TEXT SEGMENT:
◇ ◇ ◇

Those laws of mind, by which not only the memory is assisted but the intellect formed, have been regarded in this invention. The attempt to understand chronology by merely committing dates to memory, is not only painful, but it is as useless as to learn latitudes and longitudes, without the study of maps. As in geography, the relation of any place to all other places is what is important to know; so in chronology, the relation which any given event bears to others constitutes the only useful knowledge. Whoever wishes, can here locate himself in any point of time, and see what characters are contemporary, what before, and what to follow. This saves great labor of thought, and may suggest new ideas, even to the learned.

◇ ◇ ◇

SOURCE DATA:
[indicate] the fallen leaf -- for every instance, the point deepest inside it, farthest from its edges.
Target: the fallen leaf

◇ ◇ ◇

PROBLEM TO WORK ON:
According to the passage on chronology, what constitutes the only useful knowledge in chronology? The material plays no part in this exercise.

OUTPUT BELOW:
The relation which any given event bears to others.